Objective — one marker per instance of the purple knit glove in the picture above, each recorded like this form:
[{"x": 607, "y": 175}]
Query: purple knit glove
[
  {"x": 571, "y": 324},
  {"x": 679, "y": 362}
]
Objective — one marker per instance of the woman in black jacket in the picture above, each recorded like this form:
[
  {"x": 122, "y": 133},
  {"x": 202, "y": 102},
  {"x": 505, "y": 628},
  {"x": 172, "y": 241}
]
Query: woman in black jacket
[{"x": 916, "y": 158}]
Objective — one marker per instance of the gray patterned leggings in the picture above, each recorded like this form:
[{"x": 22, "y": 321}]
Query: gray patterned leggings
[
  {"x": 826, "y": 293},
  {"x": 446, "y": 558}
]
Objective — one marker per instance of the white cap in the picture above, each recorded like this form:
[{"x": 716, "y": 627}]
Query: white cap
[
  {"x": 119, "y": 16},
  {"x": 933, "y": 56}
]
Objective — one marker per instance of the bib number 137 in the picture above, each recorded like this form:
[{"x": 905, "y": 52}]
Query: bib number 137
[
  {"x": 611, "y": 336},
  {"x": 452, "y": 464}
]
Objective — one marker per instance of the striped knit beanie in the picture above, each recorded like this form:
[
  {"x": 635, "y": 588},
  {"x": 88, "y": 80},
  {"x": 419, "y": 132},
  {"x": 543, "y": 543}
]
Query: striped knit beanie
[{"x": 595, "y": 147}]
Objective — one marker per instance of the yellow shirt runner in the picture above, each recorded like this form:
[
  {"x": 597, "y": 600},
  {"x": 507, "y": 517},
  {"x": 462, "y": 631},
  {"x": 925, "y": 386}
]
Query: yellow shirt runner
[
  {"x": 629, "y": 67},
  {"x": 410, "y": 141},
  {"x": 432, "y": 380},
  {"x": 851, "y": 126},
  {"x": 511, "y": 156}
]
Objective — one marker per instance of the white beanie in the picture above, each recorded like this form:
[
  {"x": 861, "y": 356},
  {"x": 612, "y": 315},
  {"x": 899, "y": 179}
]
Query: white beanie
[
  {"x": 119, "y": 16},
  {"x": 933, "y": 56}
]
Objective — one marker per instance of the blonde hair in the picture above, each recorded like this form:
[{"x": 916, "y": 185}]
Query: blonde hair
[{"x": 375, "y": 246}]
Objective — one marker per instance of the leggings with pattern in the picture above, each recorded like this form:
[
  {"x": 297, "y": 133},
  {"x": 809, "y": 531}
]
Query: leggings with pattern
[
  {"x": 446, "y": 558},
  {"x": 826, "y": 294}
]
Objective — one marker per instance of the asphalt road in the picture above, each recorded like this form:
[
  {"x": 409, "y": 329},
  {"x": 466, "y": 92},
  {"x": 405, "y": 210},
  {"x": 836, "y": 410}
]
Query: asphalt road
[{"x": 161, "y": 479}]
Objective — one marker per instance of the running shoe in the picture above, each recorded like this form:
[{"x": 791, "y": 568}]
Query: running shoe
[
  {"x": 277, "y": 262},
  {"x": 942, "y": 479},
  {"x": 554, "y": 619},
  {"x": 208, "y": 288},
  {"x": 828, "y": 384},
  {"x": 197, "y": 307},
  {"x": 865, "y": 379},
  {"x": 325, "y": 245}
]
= = = =
• [Exercise task]: Reproduce every one of the records above word for word, with no changes.

• [The result]:
Objective — one marker per instance of the purple knit glove in the picture above, each recorded like this form:
[{"x": 607, "y": 175}]
Query: purple knit glove
[
  {"x": 571, "y": 324},
  {"x": 679, "y": 362}
]
Objective — one marker per instance of the woman in black jacket in the picture above, each recorded like this form:
[
  {"x": 122, "y": 133},
  {"x": 202, "y": 102},
  {"x": 505, "y": 628},
  {"x": 172, "y": 241}
]
Query: woman in black jacket
[{"x": 916, "y": 158}]
Objective — one marker per instance of the gray patterned leggings in the picture above, each recorded like this form:
[{"x": 22, "y": 321}]
Query: gray patterned leggings
[
  {"x": 826, "y": 293},
  {"x": 446, "y": 558}
]
Objective — one marker per instance of the white cap in the picture above, each recorded like this form:
[{"x": 716, "y": 627}]
Query: white cap
[
  {"x": 119, "y": 16},
  {"x": 933, "y": 56}
]
Objective — one marker per instance of the bib number 137 in the picture above, each recorded like this form:
[{"x": 905, "y": 52}]
Query: bib number 137
[
  {"x": 611, "y": 336},
  {"x": 452, "y": 464}
]
Objective — one marker per instance of the striped knit beanie in the picture above, each recorded like this form:
[
  {"x": 635, "y": 588},
  {"x": 88, "y": 80},
  {"x": 419, "y": 132},
  {"x": 543, "y": 543}
]
Query: striped knit beanie
[{"x": 595, "y": 147}]
Objective — one marker per instance of the yellow shirt runner in the picture above, each recorded like this form:
[
  {"x": 597, "y": 600},
  {"x": 507, "y": 517},
  {"x": 462, "y": 631},
  {"x": 925, "y": 386}
]
Query: yellow shirt runner
[
  {"x": 629, "y": 67},
  {"x": 410, "y": 141},
  {"x": 432, "y": 380},
  {"x": 851, "y": 126},
  {"x": 511, "y": 156}
]
Objective — one marker per instance of the white beanie in the picture above, each recorded like this form:
[
  {"x": 861, "y": 356},
  {"x": 612, "y": 315},
  {"x": 899, "y": 179}
]
Query: white beanie
[
  {"x": 119, "y": 16},
  {"x": 933, "y": 56}
]
Objective — one marker per instance of the blonde hair in the picture above, each recorded like this form:
[{"x": 916, "y": 185}]
Query: blonde hair
[{"x": 375, "y": 246}]
Objective — one marker per instance of the leggings with pattern in the picture above, each recorded like this form:
[
  {"x": 297, "y": 133},
  {"x": 809, "y": 531}
]
Query: leggings with pattern
[
  {"x": 446, "y": 558},
  {"x": 826, "y": 294}
]
Objective — one marker per instance of the asphalt road in the picture above, each recorded like this form:
[
  {"x": 409, "y": 329},
  {"x": 466, "y": 92},
  {"x": 405, "y": 210},
  {"x": 836, "y": 410}
]
Query: asphalt road
[{"x": 161, "y": 479}]
Objective — one marker per instance of the running shoe in the picture above, each recorded like this form:
[{"x": 791, "y": 568}]
Query: running shoe
[
  {"x": 277, "y": 262},
  {"x": 942, "y": 479},
  {"x": 554, "y": 619},
  {"x": 208, "y": 288},
  {"x": 828, "y": 384},
  {"x": 197, "y": 307},
  {"x": 865, "y": 379},
  {"x": 325, "y": 245}
]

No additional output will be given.